__Task to carry out__
Nothing but a number is needed: the count of lines below that include "Provide".

== Record set ==

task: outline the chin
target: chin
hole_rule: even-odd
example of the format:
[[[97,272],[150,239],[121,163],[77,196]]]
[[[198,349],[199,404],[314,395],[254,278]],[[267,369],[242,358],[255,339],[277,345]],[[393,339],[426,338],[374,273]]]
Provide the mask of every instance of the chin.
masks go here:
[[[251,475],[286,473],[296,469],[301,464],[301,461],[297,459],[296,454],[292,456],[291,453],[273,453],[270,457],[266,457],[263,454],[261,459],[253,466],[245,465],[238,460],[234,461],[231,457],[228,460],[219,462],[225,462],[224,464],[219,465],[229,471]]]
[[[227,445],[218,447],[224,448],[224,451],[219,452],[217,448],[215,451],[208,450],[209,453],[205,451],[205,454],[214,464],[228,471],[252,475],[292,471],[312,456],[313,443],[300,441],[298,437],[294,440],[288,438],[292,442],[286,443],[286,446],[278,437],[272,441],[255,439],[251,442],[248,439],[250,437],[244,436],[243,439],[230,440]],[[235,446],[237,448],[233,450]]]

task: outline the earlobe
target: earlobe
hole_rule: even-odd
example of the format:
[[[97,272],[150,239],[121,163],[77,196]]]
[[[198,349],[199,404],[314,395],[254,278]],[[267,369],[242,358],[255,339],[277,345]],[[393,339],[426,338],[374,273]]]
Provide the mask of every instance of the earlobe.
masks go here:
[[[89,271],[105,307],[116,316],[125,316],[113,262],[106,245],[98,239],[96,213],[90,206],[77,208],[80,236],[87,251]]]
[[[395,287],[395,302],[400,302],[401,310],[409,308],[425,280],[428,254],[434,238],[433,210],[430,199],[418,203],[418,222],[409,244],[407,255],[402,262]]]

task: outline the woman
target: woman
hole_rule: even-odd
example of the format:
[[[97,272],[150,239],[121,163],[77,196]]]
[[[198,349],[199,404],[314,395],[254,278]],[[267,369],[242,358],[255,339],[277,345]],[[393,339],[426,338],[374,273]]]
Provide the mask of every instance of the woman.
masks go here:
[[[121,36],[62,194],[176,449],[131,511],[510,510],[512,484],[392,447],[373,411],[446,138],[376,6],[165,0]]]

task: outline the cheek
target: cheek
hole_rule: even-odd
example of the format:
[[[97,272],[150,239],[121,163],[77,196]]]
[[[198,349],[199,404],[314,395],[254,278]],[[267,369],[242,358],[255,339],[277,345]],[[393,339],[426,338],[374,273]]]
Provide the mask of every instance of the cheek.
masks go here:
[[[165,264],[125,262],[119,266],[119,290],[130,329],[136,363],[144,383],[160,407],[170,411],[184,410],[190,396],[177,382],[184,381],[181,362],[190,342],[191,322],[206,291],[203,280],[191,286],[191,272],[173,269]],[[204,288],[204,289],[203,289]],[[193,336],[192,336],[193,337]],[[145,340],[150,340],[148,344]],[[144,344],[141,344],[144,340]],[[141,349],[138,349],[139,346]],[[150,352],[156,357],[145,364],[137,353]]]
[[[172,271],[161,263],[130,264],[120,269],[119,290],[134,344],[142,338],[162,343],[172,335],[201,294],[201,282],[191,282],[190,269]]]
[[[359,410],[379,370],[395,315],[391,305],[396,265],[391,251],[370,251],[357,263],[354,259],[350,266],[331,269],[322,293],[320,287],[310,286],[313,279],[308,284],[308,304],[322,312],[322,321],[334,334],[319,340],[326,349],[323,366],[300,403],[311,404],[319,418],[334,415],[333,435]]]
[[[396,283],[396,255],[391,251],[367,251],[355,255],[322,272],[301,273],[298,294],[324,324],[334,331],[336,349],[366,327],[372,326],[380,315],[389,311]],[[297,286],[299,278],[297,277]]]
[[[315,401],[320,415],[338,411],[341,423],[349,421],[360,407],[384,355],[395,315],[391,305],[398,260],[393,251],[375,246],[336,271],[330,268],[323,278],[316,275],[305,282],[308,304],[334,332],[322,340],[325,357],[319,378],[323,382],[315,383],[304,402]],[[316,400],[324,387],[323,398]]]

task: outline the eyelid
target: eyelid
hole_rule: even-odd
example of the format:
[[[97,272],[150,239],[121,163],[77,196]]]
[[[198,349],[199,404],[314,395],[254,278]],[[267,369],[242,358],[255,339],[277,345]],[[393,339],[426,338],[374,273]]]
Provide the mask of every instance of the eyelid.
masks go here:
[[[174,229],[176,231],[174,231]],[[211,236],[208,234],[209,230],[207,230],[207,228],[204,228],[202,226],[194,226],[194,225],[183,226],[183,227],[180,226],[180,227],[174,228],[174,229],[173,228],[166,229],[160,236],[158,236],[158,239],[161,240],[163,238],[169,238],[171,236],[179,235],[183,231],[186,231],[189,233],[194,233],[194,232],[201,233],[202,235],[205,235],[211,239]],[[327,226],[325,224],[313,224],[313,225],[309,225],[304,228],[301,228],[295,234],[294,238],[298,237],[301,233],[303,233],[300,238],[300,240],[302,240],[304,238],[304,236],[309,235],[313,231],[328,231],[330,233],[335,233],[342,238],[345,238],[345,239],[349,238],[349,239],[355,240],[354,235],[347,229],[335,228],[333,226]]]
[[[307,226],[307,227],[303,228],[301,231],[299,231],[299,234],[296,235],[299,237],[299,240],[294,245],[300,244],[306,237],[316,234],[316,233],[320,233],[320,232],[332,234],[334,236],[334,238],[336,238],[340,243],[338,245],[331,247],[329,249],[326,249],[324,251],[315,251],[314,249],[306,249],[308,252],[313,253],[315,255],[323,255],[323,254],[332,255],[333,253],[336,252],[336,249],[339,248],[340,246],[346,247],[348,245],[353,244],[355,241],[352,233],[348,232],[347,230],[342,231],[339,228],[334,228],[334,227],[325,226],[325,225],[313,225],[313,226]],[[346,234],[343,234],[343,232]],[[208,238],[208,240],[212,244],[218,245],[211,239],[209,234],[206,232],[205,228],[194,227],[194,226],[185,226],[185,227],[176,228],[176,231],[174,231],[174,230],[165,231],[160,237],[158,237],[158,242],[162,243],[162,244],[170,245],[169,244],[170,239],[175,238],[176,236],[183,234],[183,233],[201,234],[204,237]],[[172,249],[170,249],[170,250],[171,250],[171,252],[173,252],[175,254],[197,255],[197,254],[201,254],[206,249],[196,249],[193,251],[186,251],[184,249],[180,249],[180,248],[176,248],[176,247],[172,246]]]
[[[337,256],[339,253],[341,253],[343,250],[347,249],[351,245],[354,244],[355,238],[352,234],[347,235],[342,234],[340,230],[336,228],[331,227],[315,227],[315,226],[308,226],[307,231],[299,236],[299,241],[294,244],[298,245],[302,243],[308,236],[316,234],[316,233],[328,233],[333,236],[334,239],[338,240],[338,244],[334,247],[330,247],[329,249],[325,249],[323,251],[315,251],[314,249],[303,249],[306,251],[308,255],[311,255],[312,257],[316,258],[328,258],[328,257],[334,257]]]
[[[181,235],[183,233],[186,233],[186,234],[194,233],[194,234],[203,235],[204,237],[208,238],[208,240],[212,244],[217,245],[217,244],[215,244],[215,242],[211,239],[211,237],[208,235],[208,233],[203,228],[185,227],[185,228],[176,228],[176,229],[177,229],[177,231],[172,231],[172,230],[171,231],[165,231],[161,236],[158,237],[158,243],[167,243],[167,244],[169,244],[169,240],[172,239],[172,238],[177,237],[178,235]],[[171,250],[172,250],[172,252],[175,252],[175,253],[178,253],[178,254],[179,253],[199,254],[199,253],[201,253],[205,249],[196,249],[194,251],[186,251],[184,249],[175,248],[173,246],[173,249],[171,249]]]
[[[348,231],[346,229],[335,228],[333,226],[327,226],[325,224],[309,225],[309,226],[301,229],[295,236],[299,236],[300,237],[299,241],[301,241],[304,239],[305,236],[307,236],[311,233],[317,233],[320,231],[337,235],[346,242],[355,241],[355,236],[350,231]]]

===

__Response__
5